**Written problem:** Write the next part of the passage on chromium and molybdenum content in stainless steel strip, starting right after its last sentence.

— begin Text extract —

Cr: 12.0-20.0 mass %
Cr is an alloying element used for improvement of corrosion resistance. Corrosion resistance is intentionally improved at a Cr content of 12.0 mass % or more. However, excessive additions of Cr cause too much generation of δ-ferrite in a high-temperature zone and requires the addition of austenite formers such as C, N, Ni, Mn and Cu. An increase of the austenite formers stabilizes the austenitic phase at room temperature and makes it difficult to generate deformation-induced martensite during cold-rolling. As a result, a steel strip after being aged exhibits poor strength. In this sense, an upper limit of Cr content is determined at 20.0 mass %, in order to avoid an increase of the austenite formers.
Mo up to 5.0 mass %
Mo effectively improves corrosion resistance of the steel strip and promotes dispersion of carbides as fine particles during reversion. In reversion treatment useful for flattening a steel strip, a re-heating temperature is determined at a level higher than a temperature for conventional aging treatment. Although elevation of the re-heating temperature accelerates the release of strains, abrupt release of strains is suppressed by the addition of Mo. Mo generates precipitates which are effective in improving strength during aging. Mo also inhibits a decrease of strength at a reversion temperature higher than a conventional aging temperature. These effects become apparent at a Mo content of 1.5 mass % or more. However, excessive additions of Mo above 5.0 mass % accelerate generation of δ-ferrite in a high-temperature zone.

— end Text extract —
— begin Data rows —

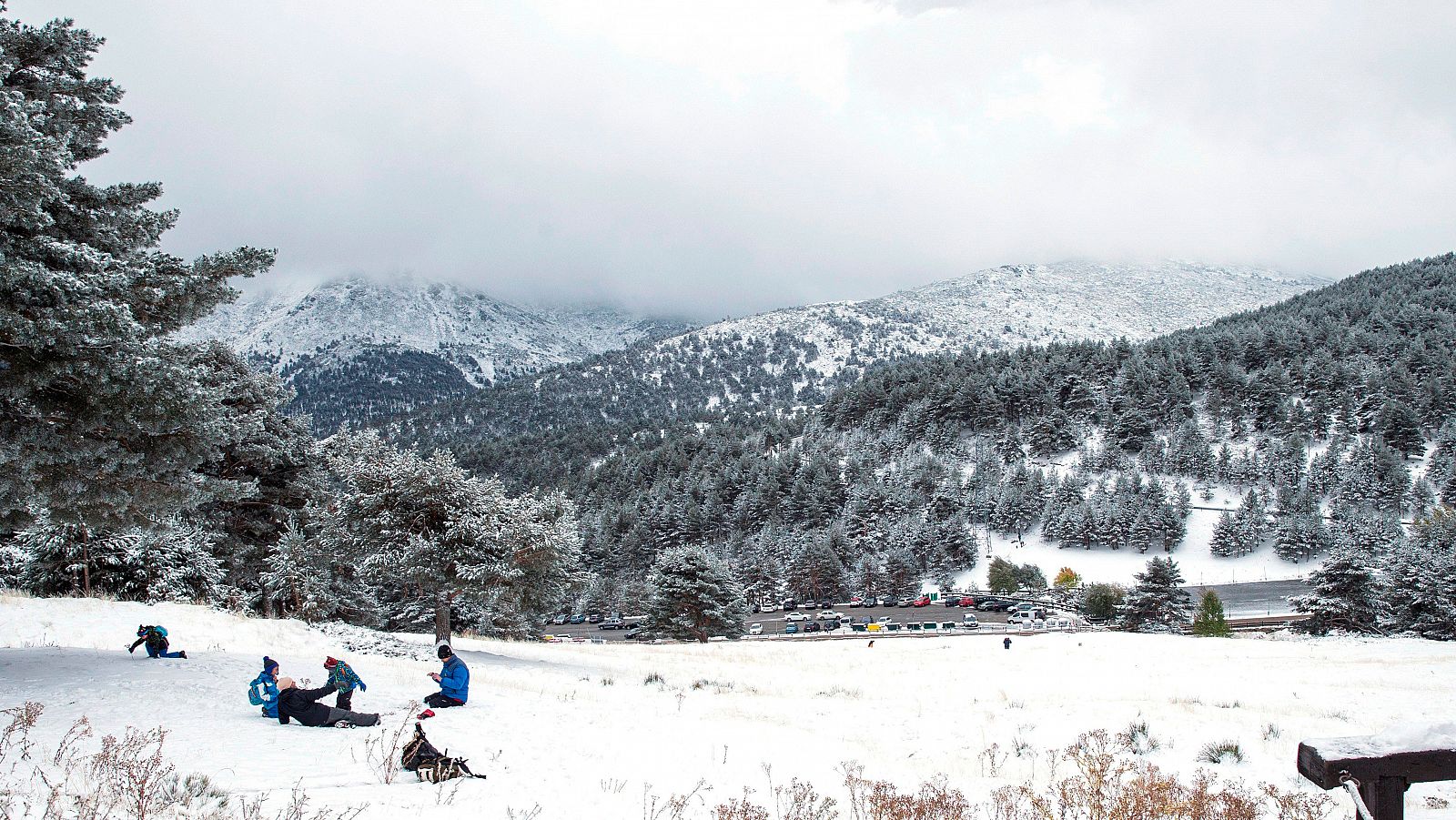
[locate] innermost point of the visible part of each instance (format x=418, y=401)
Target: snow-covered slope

— end Data rows —
— begin Data rows —

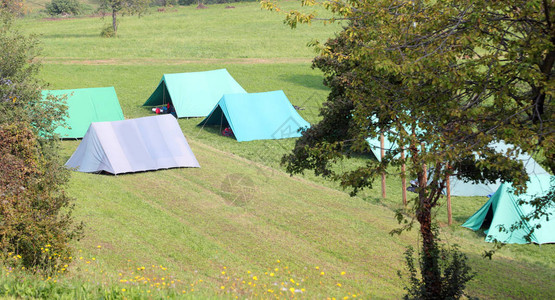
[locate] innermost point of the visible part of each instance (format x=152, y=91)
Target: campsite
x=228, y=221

— end Data rows —
— begin Data rows —

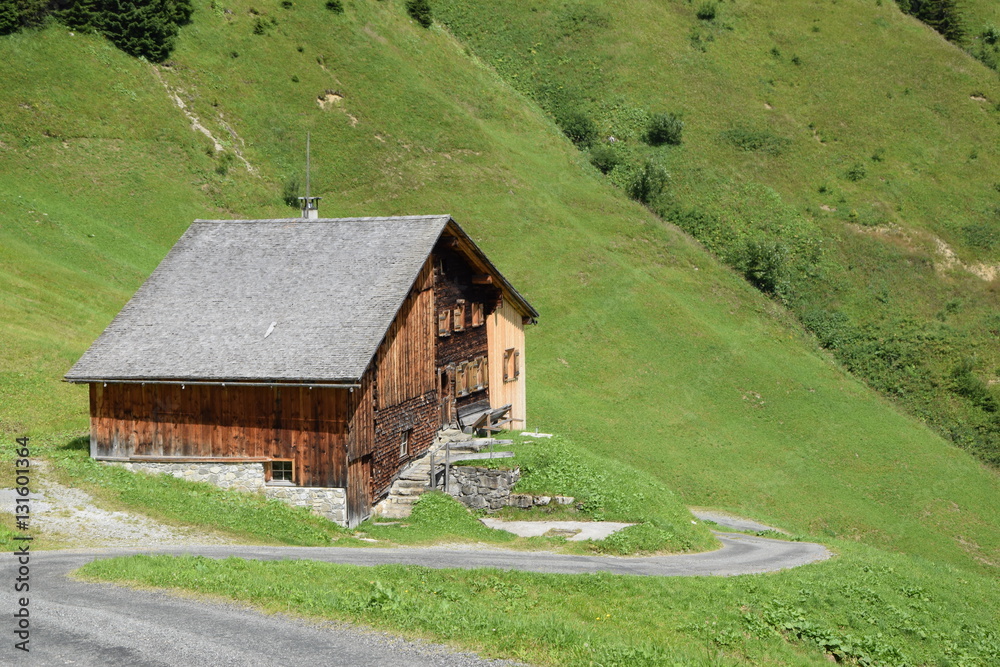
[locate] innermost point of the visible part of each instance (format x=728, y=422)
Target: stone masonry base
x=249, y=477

— end Data rows —

**In response:**
N up to 0.15 mass %
N is an austenite former, which lowers an initiating temperature for reversion, the same as C. Reversed austenite can be controlled at a ratio suitable for flatness and strengthening with ease by the addition of N at a proper ratio. However, since an excessive addition of N causes the occurrence of blowholes during casting, an upper limit of N content is determined at 0.15 mass %.
Cu up to 3.0 mass %
Cu is an optional alloying element acting as an austenite former, which lowers an initiating temperature for reversion and promotes age-hardening during reversion. However, excessive additions of Cu above 3.0 mass % cause poor hot-workability and the occurrence of cracking.
Ti up to 0.50 mass %
Ti is an optional alloying element, which promotes age-hardening and improves strength during reversion. However, excessive additions of Ti above 0.50 mass % cause the occurrence of scratches on the surface of the slab and troubles in the manufacturing process.
Nb up to 0.50 mass %
Nb is an optional alloying element, which improves strength during reversion but degrades hot-workability of the steel strip. In this sense, Nb content is limited to 0.50 mass % or less.
Al up to 0.2 mass %
Al is an optional alloying element, which serves as a deoxidizing agent in a steel-making step and remarkably reduces type-A inclusions, harmful for press-workability. The effects of Al are saturated at 0.2 mass %, and excessive additions of Al cause other troubles such as the occurrence of surface flaws.
B up to 0.015 mass %
B is an optional alloying element effective for inhibiting the occurrence of edge cracks, which are derived from a difference of deformation resistance between δ-ferrite and austenite at a hot-rolling temperature, in a hot-rolled steel strip. However, excessive additions of B above 0.015 mass % cause generation of low-melting boride and somewhat deteriorates hot-workability.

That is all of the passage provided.